→ **THE PROBLEM**:
Please write out the material below exactly as given.

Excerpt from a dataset
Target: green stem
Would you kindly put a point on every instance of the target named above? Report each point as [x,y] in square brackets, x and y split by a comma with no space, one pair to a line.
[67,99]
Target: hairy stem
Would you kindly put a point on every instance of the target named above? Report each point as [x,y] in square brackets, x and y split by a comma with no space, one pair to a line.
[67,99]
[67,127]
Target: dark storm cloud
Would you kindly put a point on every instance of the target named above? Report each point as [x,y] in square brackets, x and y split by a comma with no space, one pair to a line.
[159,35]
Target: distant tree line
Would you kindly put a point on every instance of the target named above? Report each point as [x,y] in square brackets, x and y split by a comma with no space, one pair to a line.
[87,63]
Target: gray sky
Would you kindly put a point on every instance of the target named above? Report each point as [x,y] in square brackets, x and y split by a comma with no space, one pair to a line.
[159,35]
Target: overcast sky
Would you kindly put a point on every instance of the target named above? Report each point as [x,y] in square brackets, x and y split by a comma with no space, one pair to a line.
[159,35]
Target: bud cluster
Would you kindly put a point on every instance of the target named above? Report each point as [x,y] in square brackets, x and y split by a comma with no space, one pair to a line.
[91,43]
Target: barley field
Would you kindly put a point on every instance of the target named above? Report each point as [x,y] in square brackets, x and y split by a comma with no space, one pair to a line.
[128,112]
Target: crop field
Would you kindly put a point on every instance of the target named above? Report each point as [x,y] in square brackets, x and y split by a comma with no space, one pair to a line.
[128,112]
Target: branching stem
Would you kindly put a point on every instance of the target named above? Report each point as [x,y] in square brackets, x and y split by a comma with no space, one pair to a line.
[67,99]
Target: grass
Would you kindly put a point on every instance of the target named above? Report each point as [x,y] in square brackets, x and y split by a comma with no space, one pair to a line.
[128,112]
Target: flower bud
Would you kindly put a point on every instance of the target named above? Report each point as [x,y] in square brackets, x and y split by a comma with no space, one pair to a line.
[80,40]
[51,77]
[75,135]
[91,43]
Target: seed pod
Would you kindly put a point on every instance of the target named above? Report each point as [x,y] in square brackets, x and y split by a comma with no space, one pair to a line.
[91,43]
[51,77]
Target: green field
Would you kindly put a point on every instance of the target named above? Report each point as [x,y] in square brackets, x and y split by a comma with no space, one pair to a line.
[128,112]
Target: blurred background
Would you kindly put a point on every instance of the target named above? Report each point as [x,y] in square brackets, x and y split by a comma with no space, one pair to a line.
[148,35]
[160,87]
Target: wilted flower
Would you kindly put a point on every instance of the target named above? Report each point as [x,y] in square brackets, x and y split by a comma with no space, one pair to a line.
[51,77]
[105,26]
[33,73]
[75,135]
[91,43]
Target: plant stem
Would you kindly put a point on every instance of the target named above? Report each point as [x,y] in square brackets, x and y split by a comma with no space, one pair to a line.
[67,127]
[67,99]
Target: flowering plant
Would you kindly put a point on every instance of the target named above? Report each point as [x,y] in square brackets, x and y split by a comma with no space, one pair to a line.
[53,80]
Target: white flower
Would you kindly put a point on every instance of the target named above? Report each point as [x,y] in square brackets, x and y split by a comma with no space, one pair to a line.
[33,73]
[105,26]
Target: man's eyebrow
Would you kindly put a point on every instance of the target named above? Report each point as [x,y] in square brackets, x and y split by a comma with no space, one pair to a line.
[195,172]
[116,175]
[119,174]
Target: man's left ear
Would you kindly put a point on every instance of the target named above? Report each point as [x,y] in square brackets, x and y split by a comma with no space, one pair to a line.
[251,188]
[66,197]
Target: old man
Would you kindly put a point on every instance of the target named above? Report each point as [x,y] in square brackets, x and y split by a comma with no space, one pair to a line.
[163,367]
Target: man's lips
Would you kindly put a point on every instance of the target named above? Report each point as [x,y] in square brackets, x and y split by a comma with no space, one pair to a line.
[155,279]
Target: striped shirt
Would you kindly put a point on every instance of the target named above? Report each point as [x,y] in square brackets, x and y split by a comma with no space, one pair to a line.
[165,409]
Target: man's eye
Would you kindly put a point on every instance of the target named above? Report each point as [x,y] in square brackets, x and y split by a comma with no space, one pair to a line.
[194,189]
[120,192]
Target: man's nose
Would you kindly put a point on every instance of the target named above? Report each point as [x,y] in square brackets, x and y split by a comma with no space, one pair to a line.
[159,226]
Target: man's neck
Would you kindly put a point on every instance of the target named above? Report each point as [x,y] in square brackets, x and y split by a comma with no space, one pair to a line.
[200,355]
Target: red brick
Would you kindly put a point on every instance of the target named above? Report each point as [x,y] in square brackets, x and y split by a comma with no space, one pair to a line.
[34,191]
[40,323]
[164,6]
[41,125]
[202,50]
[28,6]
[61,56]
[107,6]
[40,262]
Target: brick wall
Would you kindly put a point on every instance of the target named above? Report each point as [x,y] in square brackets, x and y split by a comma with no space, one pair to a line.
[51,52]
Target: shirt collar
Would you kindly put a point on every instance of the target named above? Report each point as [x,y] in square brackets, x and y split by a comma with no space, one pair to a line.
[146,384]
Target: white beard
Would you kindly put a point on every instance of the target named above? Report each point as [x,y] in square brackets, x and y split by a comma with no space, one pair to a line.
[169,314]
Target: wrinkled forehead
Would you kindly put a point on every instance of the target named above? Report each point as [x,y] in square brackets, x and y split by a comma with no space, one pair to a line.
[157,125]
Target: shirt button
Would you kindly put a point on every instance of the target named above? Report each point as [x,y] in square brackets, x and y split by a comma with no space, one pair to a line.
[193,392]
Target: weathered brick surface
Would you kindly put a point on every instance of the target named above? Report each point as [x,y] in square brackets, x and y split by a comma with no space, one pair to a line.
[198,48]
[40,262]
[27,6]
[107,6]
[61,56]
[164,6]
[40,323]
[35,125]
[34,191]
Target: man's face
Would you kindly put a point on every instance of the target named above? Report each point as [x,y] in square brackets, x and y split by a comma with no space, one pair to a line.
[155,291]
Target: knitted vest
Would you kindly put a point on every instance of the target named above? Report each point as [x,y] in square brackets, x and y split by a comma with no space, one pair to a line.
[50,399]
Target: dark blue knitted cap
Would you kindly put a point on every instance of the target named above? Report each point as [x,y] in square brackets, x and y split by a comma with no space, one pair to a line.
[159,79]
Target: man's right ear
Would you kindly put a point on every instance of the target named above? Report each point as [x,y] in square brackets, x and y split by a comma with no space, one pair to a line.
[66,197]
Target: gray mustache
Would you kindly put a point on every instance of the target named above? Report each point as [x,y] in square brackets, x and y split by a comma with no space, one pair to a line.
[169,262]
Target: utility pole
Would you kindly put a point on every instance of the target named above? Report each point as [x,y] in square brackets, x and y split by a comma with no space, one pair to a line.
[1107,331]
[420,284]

→ **TASK SOLUTION**:
Target: green stem
Would you kindly put a point on every instance of the target named above? Report each point as [x,y] in square brackets, x and y split by a comma with no space, one pair to a line.
[67,99]
Target: hairy stem
Would you kindly put a point on every instance of the target named above? Report each point as [x,y] in square brackets, x and y split by a comma with no space, one pair to a line.
[67,99]
[67,127]
Target: dark storm cloud
Would you kindly put a point on every instance of the target named above? Report each point as [x,y] in square brackets, x and y split by a comma with no space, one pair to a line.
[159,35]
Target: distant tree line
Would you kindly put a point on every instance of the target named above? Report each point as [x,y] in square brackets, x and y split by a comma with no space, one pair to a line.
[87,63]
Target: gray sky
Would you kindly put a point on every instance of the target named above? Report each point as [x,y] in square brackets, x and y split by a comma with no space, one pair to a line.
[159,35]
Target: overcast sky
Would you kindly put a point on every instance of the target named above? Report each point as [x,y] in square brackets, x and y split by a comma with no space, one pair to a line.
[159,35]
Target: bud cluster
Would you kindly put a point on every instance of the target named above? Report each point as [x,y] in square brackets, x and y split by a comma with no space, one pair to a line.
[91,43]
Target: barley field
Would you kindly put a point on every instance of the target named above? Report each point as [x,y] in square brackets, x and y split by a comma with no space, one pair to a line.
[128,112]
Target: crop field
Would you kindly put a point on every instance of the target named above? Report each point as [x,y] in square brackets, x and y split by a comma with no space, one pair to a line.
[128,112]
Target: branching stem
Would you kindly put a point on every instance of the target named above? Report each point as [x,y] in square brackets, x and y split by a comma with no space, one pair to a line.
[67,99]
Target: grass
Would you kindly put a point on every instance of the target named above? Report each point as [x,y] in square brackets, x and y split by a comma with no space, one pair to a line.
[128,112]
Target: flower bud
Would you kindly put a point on every instance of the target named above? Report each point as [x,y] in square brackets, x and y split by a comma with no space, one pair to a line.
[80,40]
[51,77]
[75,135]
[91,43]
Target: seed pod
Would you kindly put a point on every instance of the target named above? Report each point as [x,y] in square brackets, x and y split by a comma with no space, one pair to a line.
[91,43]
[51,77]
Target: green field
Would you kindly put a point on every instance of the target named above? Report each point as [x,y] in square brackets, x and y split by a comma with no space, one pair to a line.
[128,112]
Target: blurred background
Would you kindly put a point on every instance of the target named above? Report each point as [x,y] in square brackets, x and y split by a comma with no space, one pair to a line.
[148,35]
[160,87]
Target: wilted flower
Would you kindly put a point on every instance of the target named above? Report each point as [x,y] in square brackets, x and y split by a comma with no space, one pair to a line.
[51,77]
[105,26]
[33,73]
[75,135]
[91,43]
Target: plant stem
Would you kindly put a point on every instance of the target named above? Report each point as [x,y] in square brackets, x and y split by a comma with no space, one pair to a line.
[67,127]
[67,99]
Target: flowering plant
Would you kindly put a point on every instance of the target named above? Report each point as [x,y] in square brackets, x and y split by a comma with no space, one pair to a line.
[53,80]
Target: white flower
Would you kindly put a point on every instance of the target named above? Report each point as [x,y] in square brackets, x and y split by a comma with no space, one pair to a line.
[33,73]
[105,26]
Target: man's eyebrow
Would you kindly put a point on every instance of the target named above? Report each point as [x,y] in square brackets, x and y split by a comma with no space, one pair to a line.
[195,172]
[116,175]
[119,174]
Target: man's left ear
Would you kindly put a point on every instance of the target named above? Report each point as [x,y] in square brackets, x and y split by a comma with no space, one pair to a line.
[251,188]
[66,197]
Target: old man
Would you kindly put a point on every instance of the target named above? Report each point as [x,y] in square brackets, x and y split by a comma with no space, one pair to a line.
[163,367]
Target: man's lips
Would you kindly put a point on every instance of the target named above? Report each point as [x,y] in square brackets, x and y split by a comma with no space, one pair to a line.
[155,279]
Target: striped shirt
Would you kindly put a point on every instance of the target named above? Report each point as [x,y] in square brackets, x and y split by a comma with no space, one pair to a line.
[165,409]
Target: man's eye
Would you kindly put a point on every instance of the target named above? Report each point as [x,y] in square brackets, x and y split by a comma with no space, one pair to a line.
[194,189]
[120,192]
Target: man's nose
Would you kindly put a point on every instance of the target named above? Report each point as [x,y] in square brackets, x and y split by a comma with no space, one pair to a line.
[159,226]
Target: man's neck
Would you kindly put a point on every instance of the target named above? Report each point as [x,y] in square brackets, x and y split by a comma with no space, one pair to a line.
[200,355]
Target: red brick
Would you kindly put a point on every instance of the target named above? Report each point as [x,y] in square brackets, x and y split by a comma with no space, one pair to a line.
[34,191]
[40,323]
[164,6]
[41,125]
[202,50]
[28,6]
[61,56]
[107,6]
[40,262]
Target: brick wall
Would you kindly put a point on every instance of the target named above? Report each point as [x,y] in square brackets, x and y split by a comma with no space, one pair to a line.
[51,52]
Target: shirt collar
Would you kindly put a point on every instance of the target named above? Report each point as [x,y] in square brackets, x and y split by a comma with no space, one pair to a line.
[146,384]
Target: white beard
Would you kindly put a point on every instance of the target named above? Report each point as [x,y] in square brackets, x and y split by a comma with no space, one pair to a line.
[169,314]
Target: wrinkled forehead
Would you kindly put a point on every instance of the target named above? Report each point as [x,y] in square brackets, x and y split by a comma with no space, one pair to a line.
[157,125]
Target: shirt button
Would you kindly put a point on every instance of the target named above? Report each point as [x,y] in square brackets, x and y split by a comma with no space, one pair to a line.
[193,392]
Target: weathered brick surface
Would you kindly put a point on every instance of the target named above? Report each point as [x,y] in square brackets, x and y split by a comma with no space, one pair to a line.
[198,48]
[40,262]
[27,6]
[107,6]
[61,56]
[164,6]
[40,323]
[35,125]
[34,191]
Target: man's face
Would you kindly put a point on every instance of the target named above? Report each point as [x,y] in square brackets, x and y split by a comma with no space, one pair to a line.
[155,291]
Target: knitted vest
Would you kindly put a point on every instance of the target named above? Report each point as [x,y] in square brackets, x and y split by a comma with no space, one pair to a line.
[50,399]
Target: dark blue knitted cap
Would you kindly put a point on every instance of the target named above? Report each point as [x,y] in square brackets, x and y split by a comma with no space, one pair to a line.
[159,79]
Target: man's right ear
Would you kindly put a point on every instance of the target named above? Report each point as [x,y] in square brackets, x and y split by a comma with no space, one pair to a line.
[66,197]
Target: gray mustache
Would you kindly put a point on every instance of the target named above? Report each point as [x,y] in square brackets, x and y split by a comma with no space, one pair to a line.
[169,262]
Target: utility pole
Would you kindly put a point on every instance of the target named above? Report each point as [x,y] in square brackets, x and y split by a comma with no space, one pair to a line.
[1107,331]
[420,284]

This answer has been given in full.